>> Begin SELECTED PASSAGE
Court Records

June 14, 1985

U.S. Court of Appeals for the Fourth Circuit

Opposition of the United States of America to Motion by Jeffrey MacDonald for Leave to file Brief of Amicus Curiae

Related Files

VS. : CASE No. 75-26-CR-3
June 14, 1985: Opposition of the United States of America to Motion for Leave to file Brief of Amicus Curiae
National Association of Criminal Defense Lawyers

The United States of America, by and through its attorney, the United States Attorney for the Eastern District of North Carolina, pursuant to Rule 29, Federal Rules of Appellate Procedure, respectfully files this Opposition to the motion of Amicus Curiae as captioned above, for the reasons which follow:

1. The case of United States v. Jeffrey R. MacDonald, (MacDonald), while certainly one which has resulted in massive media coverage, is, however, based on a unique set of disputed factual issues. It is extremely unlikely that cases based on similar fact patterns would arise, consequently, while legal issues of constitutional dimension are present, they are so inextricably fact bound, to MacDonald that by no means will a decision"... affect the rights of all persons accused of crimes ... throughout the United States." (Motion at 1).

2. It should be further noted that as a practical matter there are no significant disputes as to the legal issues involved, rather both the Brief of the Appellant, filed by privately retained counsel, and the Amicus Curiae Brief are almost totally devoted to scurrilous, and unfounded attacks on the district court's integrity in the fact finding process.[1] It is submitted that the proper function of an Amicus brief is to explicate the legal issues, based upon facts which are not in dispute. It is further submitted that to be properly denominated an Amicus the attorney submitting the brief must be someone other than an attorney who formerly represented, if only in a subordinate role, the same defendant on charges growing out of the same episode.[2] To permit the filing of this Amicus brief by a de facto attorney for the appellant is to invite the numerous former counsel for appellant to join in a free-for-all, the sole purpose of which is to further muddy the waters in a factually complex case.[3]

3. Even in light of all the foregoing reasons the consideration of the Amicus Brief by the Court might have some merit if there was the slightest indication that the author had, even a minimal familiarity with the record below or the issues raised by the appellant. As will be demonstrated, infra, this is clearly not the case, and Mr. Eisman's primary motivation appears to be reinsert him name in a case which, as he puts it...has generated enormous amounts of public and media interest for the past years.

1.  This Court has previously characterized the Honorable Franklin T. Dupree's conduct as follows:
With respect to the district judge's conduct and rulings at trial, it suffices to note that the case was a sensational, draw out one, both hotly contested and bristling with different issues. The district judge's handling of the heavy demands placed on him was admirable. 632 F.2d 258, 260 (1980).
2.  Mr. Eisman's deep partisan feelings no doubt account for the strident tone of the Amicus Brief and the unsupported factual allegations contained therein.
>> End SELECTED PASSAGE
◆ TASKS AND EXERCISES
1) Under which rule of the Federal Rules of Appellate Procedure does the United States file its opposition in the court filing?
2) Please duplicate the entries from the very first line through the line holding "[(1050, 148)]", inclusive.
The court filing and the entries after it are unrelated material.
>> Begin RECORDS SHOWN
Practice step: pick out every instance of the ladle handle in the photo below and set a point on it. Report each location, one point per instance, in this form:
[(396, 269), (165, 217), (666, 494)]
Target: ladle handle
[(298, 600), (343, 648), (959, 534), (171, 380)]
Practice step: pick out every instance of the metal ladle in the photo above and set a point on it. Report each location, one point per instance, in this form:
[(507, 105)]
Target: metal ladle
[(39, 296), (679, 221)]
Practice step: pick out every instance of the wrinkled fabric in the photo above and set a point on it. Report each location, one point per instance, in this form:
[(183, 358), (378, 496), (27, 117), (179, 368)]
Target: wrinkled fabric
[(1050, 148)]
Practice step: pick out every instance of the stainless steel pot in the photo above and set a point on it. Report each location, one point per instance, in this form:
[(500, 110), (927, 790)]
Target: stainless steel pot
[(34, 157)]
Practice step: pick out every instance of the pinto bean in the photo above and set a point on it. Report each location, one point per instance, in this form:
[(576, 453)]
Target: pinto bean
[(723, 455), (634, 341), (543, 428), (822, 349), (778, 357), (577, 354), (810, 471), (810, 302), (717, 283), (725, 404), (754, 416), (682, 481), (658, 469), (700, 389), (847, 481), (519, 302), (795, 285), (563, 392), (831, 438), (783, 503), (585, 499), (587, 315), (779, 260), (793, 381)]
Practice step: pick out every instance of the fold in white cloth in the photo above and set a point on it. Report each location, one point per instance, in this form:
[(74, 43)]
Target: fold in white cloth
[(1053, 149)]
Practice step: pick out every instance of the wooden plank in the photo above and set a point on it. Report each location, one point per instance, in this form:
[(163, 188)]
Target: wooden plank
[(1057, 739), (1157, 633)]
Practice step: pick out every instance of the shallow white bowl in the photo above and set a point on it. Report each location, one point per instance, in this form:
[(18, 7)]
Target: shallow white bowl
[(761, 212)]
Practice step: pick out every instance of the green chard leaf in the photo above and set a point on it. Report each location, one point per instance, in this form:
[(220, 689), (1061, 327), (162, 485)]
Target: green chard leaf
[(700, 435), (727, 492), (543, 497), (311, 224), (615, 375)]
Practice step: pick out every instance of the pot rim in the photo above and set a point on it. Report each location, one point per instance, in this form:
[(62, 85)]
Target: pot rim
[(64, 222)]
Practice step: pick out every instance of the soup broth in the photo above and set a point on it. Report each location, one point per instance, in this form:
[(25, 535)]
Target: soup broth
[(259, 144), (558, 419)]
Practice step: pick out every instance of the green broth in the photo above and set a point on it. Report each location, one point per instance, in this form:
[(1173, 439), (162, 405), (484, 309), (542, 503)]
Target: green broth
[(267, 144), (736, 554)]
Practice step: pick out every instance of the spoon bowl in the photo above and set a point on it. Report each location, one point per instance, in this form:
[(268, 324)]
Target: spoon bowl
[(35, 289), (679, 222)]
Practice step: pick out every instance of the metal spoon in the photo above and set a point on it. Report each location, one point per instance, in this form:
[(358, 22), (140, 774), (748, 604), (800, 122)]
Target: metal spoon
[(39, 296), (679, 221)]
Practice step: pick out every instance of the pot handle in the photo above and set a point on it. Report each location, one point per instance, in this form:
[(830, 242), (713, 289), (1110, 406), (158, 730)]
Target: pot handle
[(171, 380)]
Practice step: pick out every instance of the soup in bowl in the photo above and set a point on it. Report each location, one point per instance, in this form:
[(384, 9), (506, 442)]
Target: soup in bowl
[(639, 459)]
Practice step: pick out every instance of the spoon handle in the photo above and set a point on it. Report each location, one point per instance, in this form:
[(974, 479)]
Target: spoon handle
>> End RECORDS SHOWN
◆ RESULTS FOR THE EXERCISE
1) Rule 29.

2)
Practice step: pick out every instance of the ladle handle in the photo below and set a point on it. Report each location, one point per instance, in this form:
[(396, 269), (165, 217), (666, 494)]
Target: ladle handle
[(298, 600), (343, 648), (959, 534), (171, 380)]
Practice step: pick out every instance of the metal ladle in the photo above and set a point on it. Report each location, one point per instance, in this form:
[(507, 105)]
Target: metal ladle
[(39, 296), (679, 221)]
Practice step: pick out every instance of the wrinkled fabric in the photo above and set a point on it. Report each location, one point per instance, in this form:
[(183, 358), (378, 496), (27, 117), (179, 368)]
Target: wrinkled fabric
[(1050, 148)]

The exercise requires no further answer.